◆ Work to be completed ◆
Output the full material exactly as it appears here.

START Material for this exercise

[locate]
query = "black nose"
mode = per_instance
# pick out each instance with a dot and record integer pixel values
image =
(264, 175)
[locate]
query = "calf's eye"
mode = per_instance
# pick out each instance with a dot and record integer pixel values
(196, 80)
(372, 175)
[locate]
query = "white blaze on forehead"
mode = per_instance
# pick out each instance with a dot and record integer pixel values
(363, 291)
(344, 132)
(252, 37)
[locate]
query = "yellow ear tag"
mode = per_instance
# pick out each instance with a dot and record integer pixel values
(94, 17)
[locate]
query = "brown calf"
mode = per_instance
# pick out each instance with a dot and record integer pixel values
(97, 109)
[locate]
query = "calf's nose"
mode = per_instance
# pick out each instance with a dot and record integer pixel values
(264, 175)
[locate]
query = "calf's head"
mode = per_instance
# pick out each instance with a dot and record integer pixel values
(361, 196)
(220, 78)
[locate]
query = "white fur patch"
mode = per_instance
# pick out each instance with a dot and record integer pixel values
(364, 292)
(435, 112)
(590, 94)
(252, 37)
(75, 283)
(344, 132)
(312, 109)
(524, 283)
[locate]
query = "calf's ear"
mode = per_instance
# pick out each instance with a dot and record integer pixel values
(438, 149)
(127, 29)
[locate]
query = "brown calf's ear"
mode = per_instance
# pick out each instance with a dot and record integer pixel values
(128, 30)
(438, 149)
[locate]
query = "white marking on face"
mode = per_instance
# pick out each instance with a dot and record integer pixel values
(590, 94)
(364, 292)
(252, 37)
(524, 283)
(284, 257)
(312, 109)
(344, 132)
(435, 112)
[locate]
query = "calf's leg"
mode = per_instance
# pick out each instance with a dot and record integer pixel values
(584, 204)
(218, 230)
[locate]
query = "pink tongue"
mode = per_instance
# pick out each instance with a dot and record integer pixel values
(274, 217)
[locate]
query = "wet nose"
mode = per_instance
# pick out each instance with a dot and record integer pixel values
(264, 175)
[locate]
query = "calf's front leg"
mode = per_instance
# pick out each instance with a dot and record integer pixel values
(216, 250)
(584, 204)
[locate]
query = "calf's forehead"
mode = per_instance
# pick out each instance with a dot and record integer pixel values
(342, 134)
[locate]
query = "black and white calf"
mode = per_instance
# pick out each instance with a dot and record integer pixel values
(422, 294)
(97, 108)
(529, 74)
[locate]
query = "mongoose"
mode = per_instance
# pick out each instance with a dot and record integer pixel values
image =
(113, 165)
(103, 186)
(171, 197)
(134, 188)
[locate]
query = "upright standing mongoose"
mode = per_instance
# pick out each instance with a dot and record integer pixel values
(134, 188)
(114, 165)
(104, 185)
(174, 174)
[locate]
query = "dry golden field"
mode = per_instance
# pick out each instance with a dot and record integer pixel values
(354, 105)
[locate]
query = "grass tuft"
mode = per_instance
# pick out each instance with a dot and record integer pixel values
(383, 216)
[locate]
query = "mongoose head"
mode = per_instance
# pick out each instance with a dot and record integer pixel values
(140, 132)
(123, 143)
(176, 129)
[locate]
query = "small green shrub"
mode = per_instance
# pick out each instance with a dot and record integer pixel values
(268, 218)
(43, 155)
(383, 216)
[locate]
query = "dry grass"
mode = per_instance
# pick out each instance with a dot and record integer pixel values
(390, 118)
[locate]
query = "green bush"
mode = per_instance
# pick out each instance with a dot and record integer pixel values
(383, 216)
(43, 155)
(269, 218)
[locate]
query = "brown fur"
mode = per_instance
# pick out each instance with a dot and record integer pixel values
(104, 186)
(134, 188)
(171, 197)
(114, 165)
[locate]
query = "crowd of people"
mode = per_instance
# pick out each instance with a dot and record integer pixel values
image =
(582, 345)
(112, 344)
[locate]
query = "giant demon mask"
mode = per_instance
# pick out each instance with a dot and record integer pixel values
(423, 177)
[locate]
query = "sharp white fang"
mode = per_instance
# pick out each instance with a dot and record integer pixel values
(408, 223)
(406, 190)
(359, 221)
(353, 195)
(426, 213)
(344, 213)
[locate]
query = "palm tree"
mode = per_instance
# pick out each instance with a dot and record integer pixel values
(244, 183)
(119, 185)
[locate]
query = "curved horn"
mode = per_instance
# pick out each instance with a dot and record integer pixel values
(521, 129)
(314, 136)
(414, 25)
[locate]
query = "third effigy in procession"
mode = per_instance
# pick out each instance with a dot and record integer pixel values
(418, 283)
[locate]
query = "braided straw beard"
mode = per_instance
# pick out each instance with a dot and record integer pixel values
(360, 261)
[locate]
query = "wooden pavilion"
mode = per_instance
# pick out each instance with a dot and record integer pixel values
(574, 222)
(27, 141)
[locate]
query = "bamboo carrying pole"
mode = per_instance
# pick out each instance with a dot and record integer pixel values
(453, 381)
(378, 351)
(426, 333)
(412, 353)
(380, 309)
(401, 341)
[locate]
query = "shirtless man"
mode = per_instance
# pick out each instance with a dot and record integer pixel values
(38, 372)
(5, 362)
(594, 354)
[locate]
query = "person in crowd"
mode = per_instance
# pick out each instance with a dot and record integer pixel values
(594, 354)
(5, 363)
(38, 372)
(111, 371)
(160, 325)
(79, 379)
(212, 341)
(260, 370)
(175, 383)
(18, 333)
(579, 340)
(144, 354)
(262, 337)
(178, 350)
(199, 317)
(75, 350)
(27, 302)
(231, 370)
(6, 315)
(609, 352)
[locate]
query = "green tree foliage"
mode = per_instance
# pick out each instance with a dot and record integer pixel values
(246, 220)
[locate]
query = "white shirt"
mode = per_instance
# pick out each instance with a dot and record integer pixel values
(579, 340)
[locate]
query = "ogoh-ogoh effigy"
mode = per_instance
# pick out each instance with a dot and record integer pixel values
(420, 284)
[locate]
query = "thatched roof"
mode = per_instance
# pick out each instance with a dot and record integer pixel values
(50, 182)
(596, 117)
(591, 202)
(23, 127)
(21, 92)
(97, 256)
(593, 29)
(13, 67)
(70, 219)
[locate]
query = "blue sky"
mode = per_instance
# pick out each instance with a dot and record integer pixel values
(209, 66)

END Material for this exercise

◆ Response to this exercise ◆
[locate]
query = "black nose"
mode = per_instance
# pick out each instance with a dot and record integer pixel values
image =
(264, 175)
[locate]
query = "calf's eye"
mode = per_instance
# pick out each instance with a dot and record integer pixel values
(196, 80)
(372, 175)
[locate]
query = "white blaze on forehead"
mode = per_instance
# pick out each instance with a dot and record integer pixel values
(363, 291)
(344, 132)
(252, 37)
[locate]
query = "yellow ear tag"
mode = per_instance
# pick out each instance with a dot and record integer pixel values
(94, 17)
[locate]
query = "brown calf"
mode = per_instance
# pick out each instance with a dot and record integer pixel values
(97, 109)
[locate]
query = "calf's nose"
mode = per_instance
# pick out each instance with a dot and record integer pixel values
(264, 175)
[locate]
query = "calf's head"
mode = per_instance
# pick out each instance with a dot and record integer pixel values
(361, 196)
(220, 78)
[locate]
query = "white fur patch"
mode = per_instance
# pick out each instance with a dot and record integer pixel values
(364, 292)
(435, 112)
(590, 94)
(252, 37)
(75, 283)
(344, 132)
(312, 109)
(524, 283)
[locate]
query = "calf's ear"
mode = per_instance
# pick out each instance with a dot and record integer pixel values
(438, 149)
(127, 29)
[locate]
query = "brown calf's ear"
mode = per_instance
# pick out each instance with a dot and record integer pixel values
(128, 30)
(438, 149)
[locate]
query = "white marking on face"
mode = per_instance
# pick out each instance with a dot and record integer pixel values
(590, 94)
(364, 292)
(252, 37)
(524, 283)
(284, 257)
(312, 109)
(344, 132)
(435, 112)
[locate]
query = "calf's leg"
mode = per_instance
# pick out each instance with a dot and record integer pixel values
(584, 204)
(218, 230)
[locate]
query = "pink tongue"
mode = per_instance
# pick out each instance with a dot and record integer pixel values
(274, 217)
[locate]
query = "wet nose"
mode = per_instance
# pick out each instance with a dot and record integer pixel values
(264, 175)
[locate]
query = "calf's front leg"
mode = per_instance
# pick out each instance with a dot and record integer pixel values
(216, 250)
(584, 204)
[locate]
query = "calf's forehead"
mode = per_instance
# pick out each instance with a dot and record integer pixel values
(342, 134)
[locate]
query = "black and white calf"
mode = per_instance
# pick out each instance with a dot and record integer pixel values
(422, 294)
(97, 108)
(529, 74)
[locate]
query = "mongoose"
mode = per_instance
# pick out each instance with a dot and record integer pixel values
image =
(113, 165)
(103, 186)
(171, 197)
(134, 188)
[locate]
query = "upright standing mongoose"
mode = per_instance
# pick out each instance with a dot and record integer pixel values
(134, 188)
(114, 165)
(104, 185)
(174, 174)
[locate]
query = "dry golden field"
mode = per_instance
# pick out each instance with a dot and record integer pixel values
(354, 105)
[locate]
query = "grass tuft"
mode = per_instance
# pick out each instance with a dot and record integer pixel values
(383, 216)
[locate]
query = "mongoose head"
mode = per_instance
# pick out each instance with a dot and record integer pixel values
(140, 132)
(123, 143)
(176, 129)
[locate]
query = "small green shrub"
mode = per_instance
# pick out each instance with a dot and record integer pixel values
(268, 218)
(43, 155)
(383, 216)
[locate]
query = "dry grass"
mode = per_instance
# pick out each instance with a dot and record integer pixel values
(390, 118)
[locate]
query = "green bush"
mode = per_instance
# pick out each instance with a dot and record integer pixel values
(383, 216)
(43, 155)
(269, 218)
[locate]
query = "brown fur"
mode = per_instance
# pick out each instance with a dot and record integer pixel values
(104, 186)
(134, 188)
(171, 197)
(114, 165)
[locate]
query = "crowd of people"
mode = per_instance
# pick out each instance with a dot and record integer pixel values
image =
(582, 345)
(112, 344)
[locate]
query = "giant demon mask"
mode = per_instance
# pick out each instance with a dot and record integer pixel values
(423, 177)
[locate]
query = "sharp white fang"
mode = per_instance
# pick out each instance with a dot and record integer pixel values
(408, 223)
(406, 190)
(359, 221)
(353, 195)
(426, 213)
(344, 213)
[locate]
query = "palm tree"
mode = per_instance
# pick out each instance with a dot and record integer pixel values
(244, 183)
(119, 185)
[locate]
query = "curved horn"
mode = per_instance
# pick out each instance with a dot and record integer pixel values
(521, 129)
(314, 136)
(414, 25)
[locate]
query = "third effigy in procession"
mode = per_instance
# pick out each instance with a dot and record integer pixel values
(418, 283)
[locate]
query = "braided straw beard"
mode = per_instance
# pick out each instance with a dot and record integer pixel values
(360, 261)
[locate]
query = "wooden pavilion"
mode = per_instance
# pick out each instance with a dot and record integer pixel values
(574, 222)
(27, 141)
[locate]
query = "bamboo carrying pole"
mode = per_instance
# pick out each instance with a dot and record integer pixel values
(453, 381)
(378, 351)
(426, 333)
(412, 353)
(380, 309)
(401, 341)
[locate]
query = "shirtless man"
mode = per_instance
# pick out each instance with a dot and record integer pixel values
(38, 372)
(5, 362)
(594, 354)
[locate]
query = "person in crowd"
mode = per_instance
# pick out each instance with a dot and record integer pixel values
(594, 354)
(5, 363)
(38, 372)
(111, 371)
(160, 325)
(79, 379)
(212, 341)
(260, 370)
(175, 383)
(18, 333)
(579, 340)
(144, 354)
(262, 337)
(178, 350)
(199, 317)
(75, 350)
(27, 302)
(231, 370)
(6, 315)
(609, 352)
[locate]
query = "green tree foliage"
mode = per_instance
# pick out each instance with a dot and record integer pixel values
(246, 220)
[locate]
query = "white shirt"
mode = per_instance
# pick out each instance with a dot and record integer pixel values
(579, 340)
[locate]
query = "ogoh-ogoh effigy"
mode = per_instance
# pick out each instance with a dot and record integer pixel values
(420, 284)
[locate]
query = "thatched roof"
mode = per_instance
# pick out each instance with a dot and record integer pixel values
(50, 182)
(596, 117)
(591, 202)
(23, 127)
(21, 92)
(97, 256)
(593, 29)
(13, 67)
(70, 219)
[locate]
query = "blue sky"
mode = per_instance
# pick out each instance with a dot and record integer pixel values
(209, 66)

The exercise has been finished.